= PROVIDED PASSAGE =
--
Isn't there something about dynamically linked files (dll) that applies
here? What are they in relation to a compiled program?


> I agree.  We don't usually find your questions dumb anyway, often
> they seem simple but spark some interesting discussions.
> 
> So if you finally do ask a dumb one, you've earned the right :-)
> 
> cheerio,
> bjb

Lastly, why would a distribution like Fedora Core 4 install all this
compiling paraphernalia?  Its not a vicesious question.  Is there some
use for extra preprocessors, assemblers, etc. that I am unaware of? 

Regards Bill

P.S. For Brenda. Brenda I appreciate your comforting me and my small ego
with the reassurances that you have given me on several occasions that
my questions are not dumb or stupid.  If you can keep a secrete I will
make a confession.

My claiming that a question is probably a stupid one is an old habit.  I
used to work professionally analyzing provincial government programs
and/or businesses in order to write communications plans or business
plans.  When it came to asking the core questions I got in the habit of
prefacing those questions with "This may be a dumb question."  It was
partly a joke or tease.  If the question was genuinely core, the
respondent usually got either very quiet or began to talk really fast.
--
= STATED EXERCISE =
Quote the forum post word for word, starting at the words "Regards Bill" and ending after the words "talk really fast.".

= STORED ROWS =
--
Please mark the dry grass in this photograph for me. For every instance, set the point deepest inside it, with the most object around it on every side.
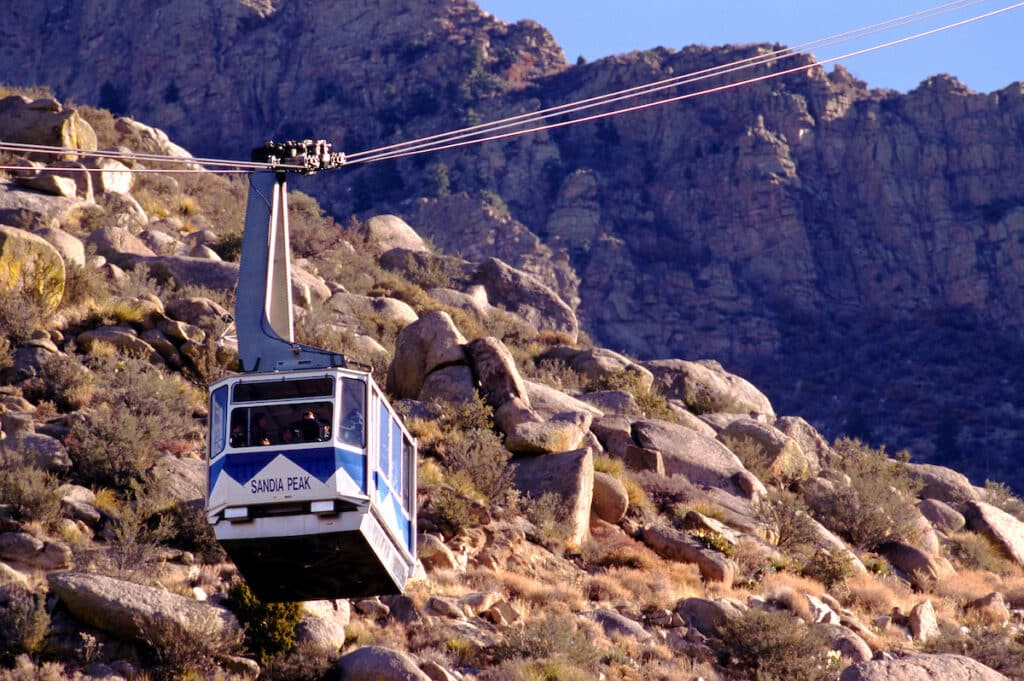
--
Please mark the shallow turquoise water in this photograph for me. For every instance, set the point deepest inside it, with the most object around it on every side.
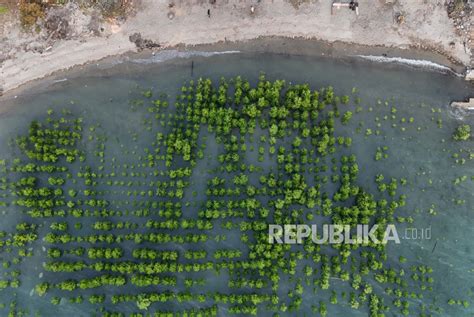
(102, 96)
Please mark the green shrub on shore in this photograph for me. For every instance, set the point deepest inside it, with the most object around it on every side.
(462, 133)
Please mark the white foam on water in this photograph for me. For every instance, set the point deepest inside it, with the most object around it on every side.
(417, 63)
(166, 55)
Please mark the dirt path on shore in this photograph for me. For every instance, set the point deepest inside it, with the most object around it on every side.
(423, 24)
--
= THE RESPONSE =
Regards Bill

P.S. For Brenda. Brenda I appreciate your comforting me and my small ego
with the reassurances that you have given me on several occasions that
my questions are not dumb or stupid.  If you can keep a secrete I will
make a confession.

My claiming that a question is probably a stupid one is an old habit.  I
used to work professionally analyzing provincial government programs
and/or businesses in order to write communications plans or business
plans.  When it came to asking the core questions I got in the habit of
prefacing those questions with "This may be a dumb question."  It was
partly a joke or tease.  If the question was genuinely core, the
respondent usually got either very quiet or began to talk really fast.